**Required tasks**
1. Reproduce verbatim the passage of the brain MRI segmentation excerpt below, starting at "The performance of" and ending at "defined using Eq. 7.".
2. Resume the brain MRI segmentation excerpt below immediately after its final sentence, writing the text that would follow it.

**Excerpted text**
○ ○ ○ ○

4 Experimental Results

The performance of the proposed method is evaluated using the Internet Brain Segmentation Repository (IBSR), which is made available by the Center for Morphometric Analysis, Massachusetts General Hospital (http://www.cma.mgh.harvard.edu/ibsr). The IBSR dataset contains a three dimensional T1-weighted MRI brain data set for 20 normal subjects and the corresponding manual segmentation, performed by a trained expert [14]. We utilize this manual segmentation of WM, GM, and CSF as the ground truth to evaluate our results.

We used the Jaccard Similarity (JS) metric to evaluate the spatial overlap between the ground truth and segmented images, which is computed as the ratio between the intersection and union of the segmented and ground truth images. The Jaccard Similarity (JS) is defined using Eq. 7.

○ ○ ○ ○

**Data supplied**
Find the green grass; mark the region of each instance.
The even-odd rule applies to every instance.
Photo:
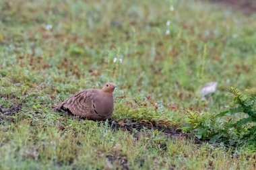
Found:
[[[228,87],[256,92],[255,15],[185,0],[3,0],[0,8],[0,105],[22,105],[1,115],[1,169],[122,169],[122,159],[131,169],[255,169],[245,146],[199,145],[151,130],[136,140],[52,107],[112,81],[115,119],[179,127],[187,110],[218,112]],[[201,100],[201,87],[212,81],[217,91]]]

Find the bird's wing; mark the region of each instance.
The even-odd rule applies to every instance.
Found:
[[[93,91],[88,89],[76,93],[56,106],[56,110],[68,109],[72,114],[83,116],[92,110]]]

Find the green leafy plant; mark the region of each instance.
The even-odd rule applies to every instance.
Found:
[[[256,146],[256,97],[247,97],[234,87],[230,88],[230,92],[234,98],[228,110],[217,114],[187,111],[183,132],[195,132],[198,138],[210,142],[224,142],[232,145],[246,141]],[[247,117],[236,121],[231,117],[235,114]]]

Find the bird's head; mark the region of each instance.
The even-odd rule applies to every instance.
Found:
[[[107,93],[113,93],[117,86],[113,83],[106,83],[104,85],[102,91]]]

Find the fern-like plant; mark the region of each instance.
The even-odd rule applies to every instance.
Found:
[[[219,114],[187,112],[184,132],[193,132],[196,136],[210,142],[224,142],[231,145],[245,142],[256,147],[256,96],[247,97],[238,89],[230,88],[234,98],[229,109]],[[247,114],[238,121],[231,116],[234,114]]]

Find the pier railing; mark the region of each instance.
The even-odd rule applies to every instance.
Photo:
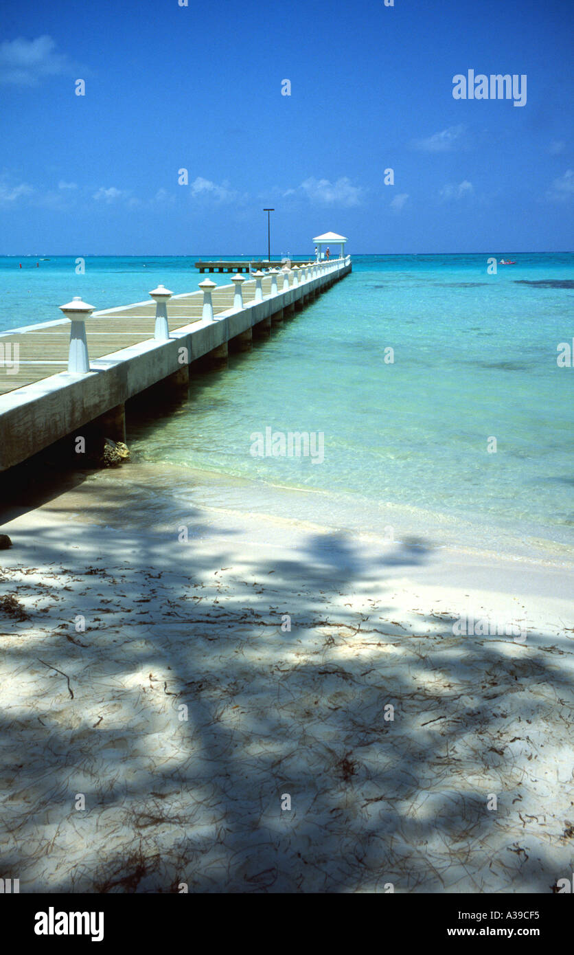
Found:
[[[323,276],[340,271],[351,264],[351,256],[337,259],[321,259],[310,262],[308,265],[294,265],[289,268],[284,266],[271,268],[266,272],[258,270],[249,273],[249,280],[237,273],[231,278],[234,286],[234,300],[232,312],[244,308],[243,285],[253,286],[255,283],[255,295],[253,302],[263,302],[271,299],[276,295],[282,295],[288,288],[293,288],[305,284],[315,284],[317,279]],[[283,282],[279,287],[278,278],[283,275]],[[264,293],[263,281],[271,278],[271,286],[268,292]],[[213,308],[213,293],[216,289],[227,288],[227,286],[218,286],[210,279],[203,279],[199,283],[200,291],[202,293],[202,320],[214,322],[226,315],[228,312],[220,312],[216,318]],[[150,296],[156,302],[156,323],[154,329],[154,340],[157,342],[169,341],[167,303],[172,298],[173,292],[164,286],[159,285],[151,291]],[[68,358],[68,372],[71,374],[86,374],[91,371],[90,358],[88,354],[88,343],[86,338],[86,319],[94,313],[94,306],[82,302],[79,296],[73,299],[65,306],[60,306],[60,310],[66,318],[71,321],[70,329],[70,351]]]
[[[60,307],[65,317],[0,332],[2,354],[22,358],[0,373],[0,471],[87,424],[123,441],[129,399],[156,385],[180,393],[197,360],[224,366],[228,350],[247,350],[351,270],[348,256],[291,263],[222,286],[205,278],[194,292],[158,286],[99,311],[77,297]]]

○ ○ ○ ○

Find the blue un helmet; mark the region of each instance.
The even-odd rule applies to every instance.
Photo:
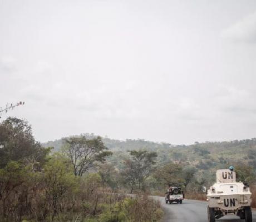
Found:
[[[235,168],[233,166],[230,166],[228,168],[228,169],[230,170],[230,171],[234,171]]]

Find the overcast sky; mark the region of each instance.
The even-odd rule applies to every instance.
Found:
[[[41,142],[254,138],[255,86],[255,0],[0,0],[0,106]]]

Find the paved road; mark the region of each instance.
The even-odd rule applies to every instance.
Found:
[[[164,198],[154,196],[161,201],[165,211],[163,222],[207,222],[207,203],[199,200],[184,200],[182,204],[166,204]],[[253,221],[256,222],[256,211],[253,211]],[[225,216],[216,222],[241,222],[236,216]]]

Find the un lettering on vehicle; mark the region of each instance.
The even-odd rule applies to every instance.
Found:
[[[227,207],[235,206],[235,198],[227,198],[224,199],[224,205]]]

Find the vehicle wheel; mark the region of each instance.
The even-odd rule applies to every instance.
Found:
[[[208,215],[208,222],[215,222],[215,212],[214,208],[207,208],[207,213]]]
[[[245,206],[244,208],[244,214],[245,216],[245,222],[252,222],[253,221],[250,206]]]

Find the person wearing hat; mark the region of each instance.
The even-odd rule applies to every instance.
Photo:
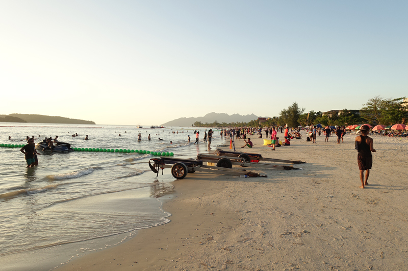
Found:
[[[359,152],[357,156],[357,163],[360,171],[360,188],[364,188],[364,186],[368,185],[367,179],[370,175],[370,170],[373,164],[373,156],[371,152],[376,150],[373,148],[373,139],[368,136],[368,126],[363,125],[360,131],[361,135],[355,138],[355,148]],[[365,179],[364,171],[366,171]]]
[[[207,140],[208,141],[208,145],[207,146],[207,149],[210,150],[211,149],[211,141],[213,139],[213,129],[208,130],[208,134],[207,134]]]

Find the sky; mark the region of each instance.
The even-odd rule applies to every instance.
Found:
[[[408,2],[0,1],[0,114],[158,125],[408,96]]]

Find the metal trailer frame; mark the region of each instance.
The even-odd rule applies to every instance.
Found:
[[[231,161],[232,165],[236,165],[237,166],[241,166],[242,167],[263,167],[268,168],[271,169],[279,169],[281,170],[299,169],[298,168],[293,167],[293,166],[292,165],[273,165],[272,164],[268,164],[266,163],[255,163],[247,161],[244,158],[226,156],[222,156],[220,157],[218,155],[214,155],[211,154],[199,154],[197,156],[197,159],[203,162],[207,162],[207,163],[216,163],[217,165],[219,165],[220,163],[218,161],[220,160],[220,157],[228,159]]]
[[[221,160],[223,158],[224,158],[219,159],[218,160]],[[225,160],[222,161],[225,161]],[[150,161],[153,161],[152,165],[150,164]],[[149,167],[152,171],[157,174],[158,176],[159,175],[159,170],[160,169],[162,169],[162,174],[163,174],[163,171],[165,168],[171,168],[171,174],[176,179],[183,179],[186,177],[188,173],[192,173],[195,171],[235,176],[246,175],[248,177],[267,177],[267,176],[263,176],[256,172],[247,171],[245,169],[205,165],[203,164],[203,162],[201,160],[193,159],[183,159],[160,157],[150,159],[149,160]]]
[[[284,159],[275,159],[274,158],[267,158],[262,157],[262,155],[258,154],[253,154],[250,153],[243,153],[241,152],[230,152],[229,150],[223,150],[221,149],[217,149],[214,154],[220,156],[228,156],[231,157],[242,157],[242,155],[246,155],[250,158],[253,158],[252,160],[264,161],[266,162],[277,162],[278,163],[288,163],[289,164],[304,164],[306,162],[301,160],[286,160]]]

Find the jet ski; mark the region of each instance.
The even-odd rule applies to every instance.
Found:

○ ○ ○ ○

**Answers by task**
1.
The performance of the proposed method is evaluated using the Internet Brain Segmentation Repository (IBSR), which is made available by the Center for Morphometric Analysis, Massachusetts General Hospital (http://www.cma.mgh.harvard.edu/ibsr). The IBSR dataset contains a three dimensional T1-weighted MRI brain data set for 20 normal subjects and the corresponding manual segmentation, performed by a trained expert [14]. We utilize this manual segmentation of WM, GM, and CSF as the ground truth to evaluate our results.

We used the Jaccard Similarity (JS) metric to evaluate the spatial overlap between the ground truth and segmented images, which is computed as the ratio between the intersection and union of the segmented and ground truth images. The Jaccard Similarity (JS) is defined using Eq. 7.

2.
$$\begin{aligned} JS = \frac{S_1 \cap S_2}{S_1 \cup S_2} \end{aligned}$$

(7)

where \(S_1\) is the ground truth image and \(S_2\) is the segmented image.

Table 1. Jaccard similarity values of k-means, SOM and our proposed method using slice number 20.

Table 1 presents the results of Jaccard Similarity using k-means, SOM and our proposed method. It is observed that the proposed method achieved a higher degree of similarity for all three classes (WM, GM and CSF) compared to the other two clustering methods.

We also used the Dice Similarity Coefficient (DSC), which is a statistical validation metric that was proposed to evaluate the accuracy of segmentation methods using Eq. 8.

$$\begin{aligned} DSC = 2 \times \frac{S_1 \bigcap S_2}{\mid S_1\mid + \mid S_2\mid } \end{aligned}$$

(8)

Table 2. Dice similarity coefficient values of k-means, SOM and our proposed method using slice number 20.

Table 2 shows the results of the Dice Similarity Coefficient obtained using the two based segmentation methods and our proposed method. The proposed method also achieved better segmentation than other methods using this measure.

The outcome of the segmentation method is also tested using Root Mean Square Error (RMSE). The RMSE is a statistical metric that finds the difference between the ground truth and segmented images. It is computed using Eq. 9.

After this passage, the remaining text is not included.